[Records from a data collection]
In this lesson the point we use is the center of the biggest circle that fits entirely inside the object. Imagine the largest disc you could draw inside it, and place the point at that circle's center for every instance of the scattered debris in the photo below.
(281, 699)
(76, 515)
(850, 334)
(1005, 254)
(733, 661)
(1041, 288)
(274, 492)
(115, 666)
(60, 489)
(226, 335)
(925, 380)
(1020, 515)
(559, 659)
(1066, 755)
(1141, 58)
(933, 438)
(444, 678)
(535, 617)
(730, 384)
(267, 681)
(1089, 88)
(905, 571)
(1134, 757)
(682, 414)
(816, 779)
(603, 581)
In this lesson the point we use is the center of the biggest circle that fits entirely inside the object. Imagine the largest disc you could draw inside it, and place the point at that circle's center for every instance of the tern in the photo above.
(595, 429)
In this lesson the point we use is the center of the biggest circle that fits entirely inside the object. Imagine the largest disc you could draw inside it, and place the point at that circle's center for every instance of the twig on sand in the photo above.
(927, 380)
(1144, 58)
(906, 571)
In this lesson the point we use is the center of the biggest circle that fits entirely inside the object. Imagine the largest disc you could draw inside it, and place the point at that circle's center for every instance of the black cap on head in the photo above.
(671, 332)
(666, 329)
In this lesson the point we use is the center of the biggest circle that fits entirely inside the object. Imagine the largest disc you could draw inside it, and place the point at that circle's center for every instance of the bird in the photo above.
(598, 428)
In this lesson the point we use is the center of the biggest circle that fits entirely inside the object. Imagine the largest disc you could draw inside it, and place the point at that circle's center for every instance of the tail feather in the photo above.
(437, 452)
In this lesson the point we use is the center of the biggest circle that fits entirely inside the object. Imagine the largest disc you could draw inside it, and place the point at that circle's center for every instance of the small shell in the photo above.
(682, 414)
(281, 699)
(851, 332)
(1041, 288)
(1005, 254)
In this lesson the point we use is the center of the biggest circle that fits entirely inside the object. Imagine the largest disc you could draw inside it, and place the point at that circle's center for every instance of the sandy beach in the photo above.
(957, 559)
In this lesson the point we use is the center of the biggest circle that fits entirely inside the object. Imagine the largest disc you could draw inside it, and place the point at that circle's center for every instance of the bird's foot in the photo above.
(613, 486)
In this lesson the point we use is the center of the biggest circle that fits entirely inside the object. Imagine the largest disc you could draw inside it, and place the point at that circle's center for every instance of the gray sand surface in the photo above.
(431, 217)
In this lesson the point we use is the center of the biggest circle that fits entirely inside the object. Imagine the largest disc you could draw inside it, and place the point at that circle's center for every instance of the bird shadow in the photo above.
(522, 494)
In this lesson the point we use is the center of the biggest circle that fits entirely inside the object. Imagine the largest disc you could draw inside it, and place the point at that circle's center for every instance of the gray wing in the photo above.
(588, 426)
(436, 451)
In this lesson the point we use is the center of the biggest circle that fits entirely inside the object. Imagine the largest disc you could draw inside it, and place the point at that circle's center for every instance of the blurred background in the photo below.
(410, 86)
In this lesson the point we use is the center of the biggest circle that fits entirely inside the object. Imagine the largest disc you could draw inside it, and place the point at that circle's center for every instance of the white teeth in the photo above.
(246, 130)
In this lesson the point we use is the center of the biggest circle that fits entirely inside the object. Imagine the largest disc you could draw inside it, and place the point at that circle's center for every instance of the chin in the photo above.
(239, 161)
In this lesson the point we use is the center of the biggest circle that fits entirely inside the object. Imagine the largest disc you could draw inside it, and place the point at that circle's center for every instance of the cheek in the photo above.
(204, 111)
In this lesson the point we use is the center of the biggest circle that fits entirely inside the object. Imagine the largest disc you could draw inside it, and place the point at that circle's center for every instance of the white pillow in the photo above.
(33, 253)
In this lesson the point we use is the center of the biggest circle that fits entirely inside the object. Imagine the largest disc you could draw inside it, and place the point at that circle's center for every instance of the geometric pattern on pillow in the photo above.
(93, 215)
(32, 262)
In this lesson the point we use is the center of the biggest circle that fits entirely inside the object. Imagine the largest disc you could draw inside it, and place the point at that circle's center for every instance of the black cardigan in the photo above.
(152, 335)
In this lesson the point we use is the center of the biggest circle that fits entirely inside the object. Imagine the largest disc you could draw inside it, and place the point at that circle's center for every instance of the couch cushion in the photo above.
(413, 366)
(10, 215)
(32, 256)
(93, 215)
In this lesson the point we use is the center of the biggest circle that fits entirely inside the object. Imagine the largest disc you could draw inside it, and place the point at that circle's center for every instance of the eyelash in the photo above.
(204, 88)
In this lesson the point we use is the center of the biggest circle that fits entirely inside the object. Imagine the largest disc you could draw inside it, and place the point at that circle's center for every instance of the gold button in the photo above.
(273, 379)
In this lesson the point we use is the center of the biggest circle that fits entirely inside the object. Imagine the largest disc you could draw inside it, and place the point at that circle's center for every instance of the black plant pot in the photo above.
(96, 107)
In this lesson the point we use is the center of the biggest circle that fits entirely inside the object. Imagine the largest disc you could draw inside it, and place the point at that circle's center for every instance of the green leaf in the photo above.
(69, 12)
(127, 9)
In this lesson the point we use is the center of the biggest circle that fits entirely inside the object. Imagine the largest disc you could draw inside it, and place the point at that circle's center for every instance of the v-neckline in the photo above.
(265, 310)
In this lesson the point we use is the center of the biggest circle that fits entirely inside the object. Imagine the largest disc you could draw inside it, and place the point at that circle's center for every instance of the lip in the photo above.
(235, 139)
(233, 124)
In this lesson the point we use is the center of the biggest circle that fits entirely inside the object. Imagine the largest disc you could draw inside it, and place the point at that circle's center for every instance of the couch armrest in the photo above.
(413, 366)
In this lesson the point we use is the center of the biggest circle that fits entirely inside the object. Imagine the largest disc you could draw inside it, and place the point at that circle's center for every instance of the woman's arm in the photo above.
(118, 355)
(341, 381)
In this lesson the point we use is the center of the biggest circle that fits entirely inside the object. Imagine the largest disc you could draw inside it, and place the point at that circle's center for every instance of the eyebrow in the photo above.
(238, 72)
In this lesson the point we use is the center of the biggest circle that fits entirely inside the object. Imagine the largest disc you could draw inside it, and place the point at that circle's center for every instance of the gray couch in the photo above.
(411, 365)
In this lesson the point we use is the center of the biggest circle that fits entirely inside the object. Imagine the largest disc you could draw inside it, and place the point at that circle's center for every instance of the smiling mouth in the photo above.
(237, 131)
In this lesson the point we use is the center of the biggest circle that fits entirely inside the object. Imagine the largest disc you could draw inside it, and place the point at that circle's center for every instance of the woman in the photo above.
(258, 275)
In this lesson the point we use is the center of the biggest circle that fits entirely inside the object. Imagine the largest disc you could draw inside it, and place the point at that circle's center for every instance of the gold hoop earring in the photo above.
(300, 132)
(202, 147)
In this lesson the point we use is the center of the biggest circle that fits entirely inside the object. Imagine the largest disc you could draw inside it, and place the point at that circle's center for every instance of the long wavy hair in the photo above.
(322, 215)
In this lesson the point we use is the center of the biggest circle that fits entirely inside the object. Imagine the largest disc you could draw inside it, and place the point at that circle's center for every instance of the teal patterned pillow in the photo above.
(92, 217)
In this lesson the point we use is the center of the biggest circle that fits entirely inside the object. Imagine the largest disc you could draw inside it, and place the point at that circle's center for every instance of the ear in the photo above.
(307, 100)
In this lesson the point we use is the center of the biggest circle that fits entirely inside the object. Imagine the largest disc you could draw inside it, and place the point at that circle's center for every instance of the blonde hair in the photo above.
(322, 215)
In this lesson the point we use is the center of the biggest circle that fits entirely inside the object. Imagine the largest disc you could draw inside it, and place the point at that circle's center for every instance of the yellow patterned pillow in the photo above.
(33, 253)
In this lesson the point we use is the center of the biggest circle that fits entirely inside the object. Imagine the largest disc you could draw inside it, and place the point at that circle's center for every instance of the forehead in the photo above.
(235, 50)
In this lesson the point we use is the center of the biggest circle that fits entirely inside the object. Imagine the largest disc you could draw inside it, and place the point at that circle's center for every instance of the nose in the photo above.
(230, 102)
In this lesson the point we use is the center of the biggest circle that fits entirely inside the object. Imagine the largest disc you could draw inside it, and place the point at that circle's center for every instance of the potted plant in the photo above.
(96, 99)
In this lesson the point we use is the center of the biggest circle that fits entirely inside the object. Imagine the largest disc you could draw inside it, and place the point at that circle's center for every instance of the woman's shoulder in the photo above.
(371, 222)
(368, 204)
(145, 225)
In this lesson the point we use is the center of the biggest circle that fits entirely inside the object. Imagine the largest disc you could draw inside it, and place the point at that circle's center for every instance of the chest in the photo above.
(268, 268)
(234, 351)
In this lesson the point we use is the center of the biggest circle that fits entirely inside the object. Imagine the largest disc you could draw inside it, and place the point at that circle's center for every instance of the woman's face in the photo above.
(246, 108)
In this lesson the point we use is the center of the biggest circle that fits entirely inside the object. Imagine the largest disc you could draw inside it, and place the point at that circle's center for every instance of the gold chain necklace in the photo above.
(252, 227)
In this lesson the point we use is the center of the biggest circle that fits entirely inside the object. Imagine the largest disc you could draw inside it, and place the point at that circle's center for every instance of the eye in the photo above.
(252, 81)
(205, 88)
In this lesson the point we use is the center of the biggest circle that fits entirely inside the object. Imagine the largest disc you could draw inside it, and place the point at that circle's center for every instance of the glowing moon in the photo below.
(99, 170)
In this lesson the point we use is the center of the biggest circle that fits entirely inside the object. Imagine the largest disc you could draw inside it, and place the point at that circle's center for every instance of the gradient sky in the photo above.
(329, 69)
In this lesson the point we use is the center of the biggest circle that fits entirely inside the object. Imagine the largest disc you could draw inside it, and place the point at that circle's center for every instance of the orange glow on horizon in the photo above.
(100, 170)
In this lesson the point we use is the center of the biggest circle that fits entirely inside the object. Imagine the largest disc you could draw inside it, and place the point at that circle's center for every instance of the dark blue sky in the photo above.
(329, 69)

▸ Try it
Print, exactly and only, the lines running from the one with "horizon in the photo above." to the end of the data above.

▸ Expected output
In this lesson the point we use is the center of the biggest circle that fits entirely inside the object. Imagine the largest disc you could draw inside it, and place the point at that circle's center for every instance of the orange glow on horizon in the photo above.
(100, 170)
In this lesson the point we use is the center of the biggest circle that fits entirely inside the object. Imagine the largest disc you could draw inside it, and place the point at that circle's center for every instance of the dark blue sky in the photo above.
(329, 69)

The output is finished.